What needs to be done
Copy out everything from the line containing "Target: olive tree foliage" down to the line containing "(661, 1254)", both ends included, leaving each request unchanged but scaling every coordinate in the answers by 2.3 and rounding to whole numbers, with halves rounded up. Give only those lines.

Information provided
>>

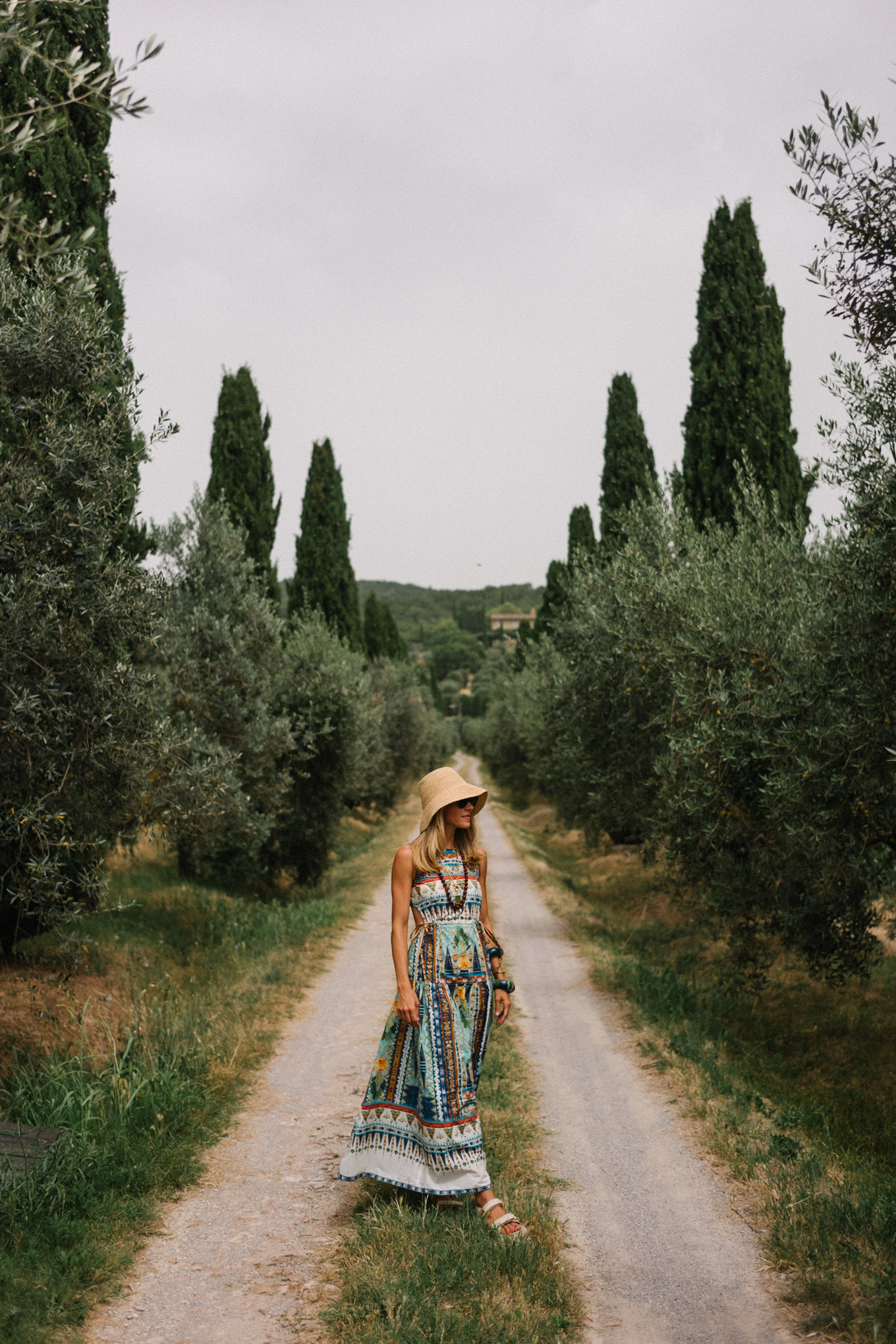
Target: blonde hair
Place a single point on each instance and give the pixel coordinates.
(429, 847)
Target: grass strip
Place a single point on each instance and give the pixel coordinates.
(411, 1274)
(209, 979)
(795, 1089)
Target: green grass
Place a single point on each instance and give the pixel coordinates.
(210, 979)
(411, 1274)
(793, 1088)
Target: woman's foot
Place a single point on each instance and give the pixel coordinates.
(497, 1218)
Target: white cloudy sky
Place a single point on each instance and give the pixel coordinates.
(435, 229)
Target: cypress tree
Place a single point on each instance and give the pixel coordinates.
(582, 541)
(240, 468)
(739, 379)
(382, 637)
(66, 177)
(374, 634)
(554, 600)
(629, 468)
(324, 577)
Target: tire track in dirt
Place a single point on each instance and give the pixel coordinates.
(661, 1253)
(242, 1257)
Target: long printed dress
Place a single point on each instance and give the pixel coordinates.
(418, 1125)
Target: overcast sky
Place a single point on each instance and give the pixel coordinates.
(435, 230)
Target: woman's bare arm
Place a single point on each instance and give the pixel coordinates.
(407, 1003)
(501, 996)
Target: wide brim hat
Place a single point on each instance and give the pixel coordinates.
(438, 788)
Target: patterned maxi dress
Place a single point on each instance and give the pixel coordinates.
(418, 1125)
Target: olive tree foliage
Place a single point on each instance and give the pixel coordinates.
(62, 82)
(221, 665)
(716, 694)
(403, 735)
(77, 706)
(288, 718)
(852, 186)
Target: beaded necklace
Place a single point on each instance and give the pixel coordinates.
(457, 905)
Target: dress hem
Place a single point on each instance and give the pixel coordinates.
(420, 1190)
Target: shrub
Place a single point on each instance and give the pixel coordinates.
(221, 655)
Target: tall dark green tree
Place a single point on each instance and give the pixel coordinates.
(65, 178)
(324, 577)
(554, 600)
(629, 468)
(582, 541)
(382, 636)
(240, 468)
(739, 381)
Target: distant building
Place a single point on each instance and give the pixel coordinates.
(509, 620)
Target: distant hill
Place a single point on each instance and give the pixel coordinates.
(412, 605)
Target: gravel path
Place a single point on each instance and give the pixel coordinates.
(663, 1257)
(242, 1258)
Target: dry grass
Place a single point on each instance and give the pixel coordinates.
(411, 1274)
(196, 986)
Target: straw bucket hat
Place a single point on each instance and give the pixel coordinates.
(438, 788)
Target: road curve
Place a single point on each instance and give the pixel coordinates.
(661, 1254)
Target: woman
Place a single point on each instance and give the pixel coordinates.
(418, 1125)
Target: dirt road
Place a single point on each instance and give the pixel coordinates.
(239, 1258)
(661, 1253)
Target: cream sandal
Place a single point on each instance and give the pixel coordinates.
(499, 1223)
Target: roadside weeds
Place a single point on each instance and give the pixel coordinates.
(200, 984)
(412, 1274)
(791, 1090)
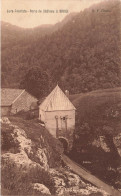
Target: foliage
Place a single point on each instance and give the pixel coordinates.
(18, 181)
(42, 137)
(7, 140)
(83, 55)
(35, 82)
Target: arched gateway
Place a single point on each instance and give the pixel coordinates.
(58, 114)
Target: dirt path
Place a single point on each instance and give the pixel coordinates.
(89, 177)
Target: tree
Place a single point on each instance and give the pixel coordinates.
(36, 82)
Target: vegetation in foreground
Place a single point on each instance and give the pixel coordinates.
(98, 116)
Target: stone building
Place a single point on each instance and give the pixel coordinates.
(15, 100)
(58, 115)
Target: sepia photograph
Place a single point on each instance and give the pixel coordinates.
(60, 98)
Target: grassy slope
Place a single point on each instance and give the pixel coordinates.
(39, 135)
(98, 113)
(99, 106)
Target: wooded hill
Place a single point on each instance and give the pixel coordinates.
(82, 55)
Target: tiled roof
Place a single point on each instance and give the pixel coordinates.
(8, 96)
(56, 100)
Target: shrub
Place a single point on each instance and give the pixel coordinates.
(7, 141)
(18, 181)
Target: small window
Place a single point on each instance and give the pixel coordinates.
(64, 118)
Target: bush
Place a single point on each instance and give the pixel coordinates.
(18, 181)
(7, 141)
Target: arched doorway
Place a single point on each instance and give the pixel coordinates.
(64, 143)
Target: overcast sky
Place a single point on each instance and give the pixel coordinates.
(30, 19)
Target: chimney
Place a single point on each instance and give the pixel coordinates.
(67, 93)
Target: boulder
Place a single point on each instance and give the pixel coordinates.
(41, 188)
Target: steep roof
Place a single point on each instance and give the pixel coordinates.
(56, 100)
(8, 96)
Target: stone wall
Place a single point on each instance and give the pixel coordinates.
(24, 102)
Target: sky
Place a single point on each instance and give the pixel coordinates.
(30, 13)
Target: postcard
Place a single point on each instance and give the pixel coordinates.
(60, 98)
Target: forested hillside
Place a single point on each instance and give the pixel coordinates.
(82, 55)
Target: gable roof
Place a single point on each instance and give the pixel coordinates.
(56, 100)
(9, 96)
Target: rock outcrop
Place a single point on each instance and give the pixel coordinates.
(62, 179)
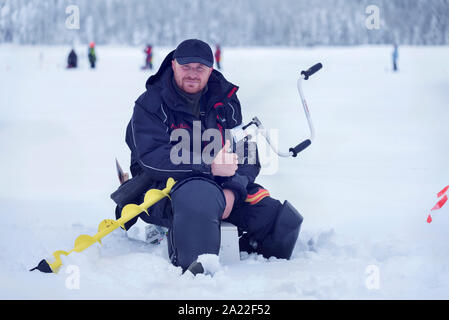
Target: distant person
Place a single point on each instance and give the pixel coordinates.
(218, 56)
(92, 55)
(395, 57)
(149, 57)
(72, 60)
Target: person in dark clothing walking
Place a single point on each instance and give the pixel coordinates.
(149, 57)
(187, 99)
(72, 60)
(92, 55)
(395, 56)
(218, 56)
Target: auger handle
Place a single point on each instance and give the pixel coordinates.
(306, 74)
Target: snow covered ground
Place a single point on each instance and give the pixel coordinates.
(365, 187)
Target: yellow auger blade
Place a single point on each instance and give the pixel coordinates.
(106, 226)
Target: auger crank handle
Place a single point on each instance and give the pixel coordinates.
(313, 69)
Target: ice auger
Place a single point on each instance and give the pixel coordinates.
(107, 226)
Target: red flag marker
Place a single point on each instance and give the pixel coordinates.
(440, 203)
(442, 191)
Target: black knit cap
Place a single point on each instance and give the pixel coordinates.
(194, 51)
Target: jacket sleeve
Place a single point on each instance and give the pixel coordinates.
(249, 165)
(152, 145)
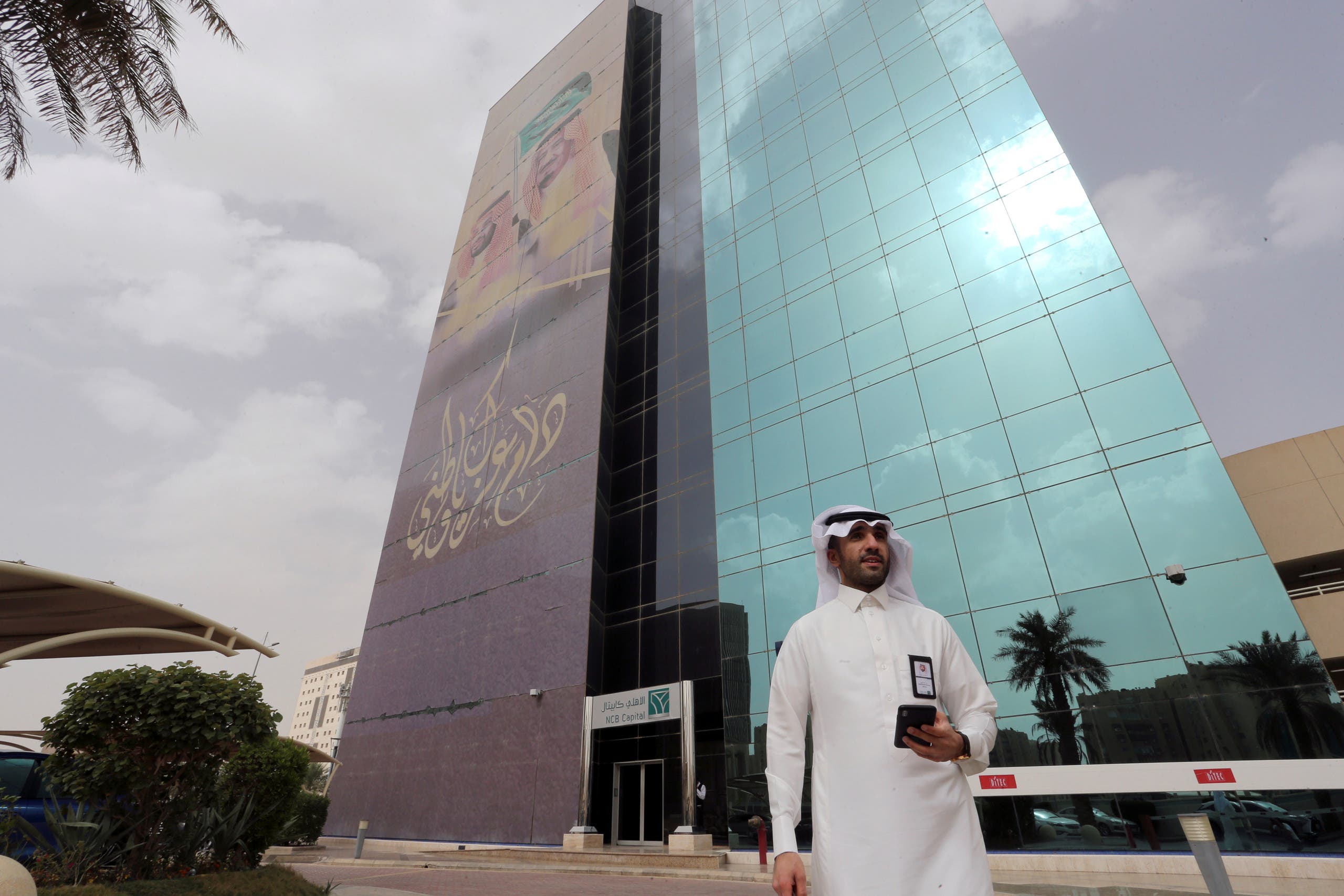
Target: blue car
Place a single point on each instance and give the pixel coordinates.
(19, 777)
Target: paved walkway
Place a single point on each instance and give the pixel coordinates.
(436, 882)
(441, 882)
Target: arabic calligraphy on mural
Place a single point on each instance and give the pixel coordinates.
(483, 473)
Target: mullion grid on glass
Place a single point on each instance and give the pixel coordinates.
(1006, 183)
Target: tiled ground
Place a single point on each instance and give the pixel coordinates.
(435, 882)
(438, 882)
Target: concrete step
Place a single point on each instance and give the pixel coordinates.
(606, 858)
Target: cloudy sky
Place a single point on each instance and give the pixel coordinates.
(209, 367)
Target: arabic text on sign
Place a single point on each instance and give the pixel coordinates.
(999, 782)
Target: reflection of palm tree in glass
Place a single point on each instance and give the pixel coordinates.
(1296, 692)
(1054, 661)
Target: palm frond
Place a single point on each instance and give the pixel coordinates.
(99, 65)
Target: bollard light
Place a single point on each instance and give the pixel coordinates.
(359, 839)
(1203, 846)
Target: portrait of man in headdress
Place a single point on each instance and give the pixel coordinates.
(484, 268)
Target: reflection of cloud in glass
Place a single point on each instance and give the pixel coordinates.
(777, 530)
(737, 534)
(1022, 154)
(1050, 208)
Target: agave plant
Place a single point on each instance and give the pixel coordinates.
(229, 832)
(84, 839)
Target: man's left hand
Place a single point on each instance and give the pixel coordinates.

<<

Result of this exercise
Target: olive tree foliage
Place a single point on each instance and give the pixel coordinates.
(143, 189)
(508, 1530)
(1647, 1596)
(927, 1691)
(177, 1624)
(662, 1651)
(1960, 428)
Target: beaded necklace
Place a single point on each instance and give the pixel coordinates.
(1051, 2082)
Target: dress hem
Place a single point on each instance and give the pixel coordinates.
(966, 2737)
Target: shrub
Place a single point on each instance and give the pixel coordinates.
(508, 1507)
Target: tall dark green tree
Place a single point on each instance and give the pixel coordinates.
(150, 409)
(745, 1327)
(1274, 1380)
(1447, 1076)
(1339, 1244)
(879, 1463)
(552, 1076)
(1700, 876)
Target: distant building
Place a single point on each instance and give the pixel coordinates.
(1171, 1426)
Target: distant hill
Place a single point on each instance and give the pixel coordinates.
(948, 1392)
Target: gravel path
Place a single point on each instance and give the pixel coordinates.
(1525, 2891)
(557, 2893)
Target: dry grass
Place a single point on each instance and give the pixel coordinates.
(945, 2930)
(451, 2268)
Target: straw bucket hat
Place a single point on each instance and give the pixel coordinates.
(1007, 1812)
Target: road curve
Place a single point on each instance and give the pixel coordinates.
(1520, 2884)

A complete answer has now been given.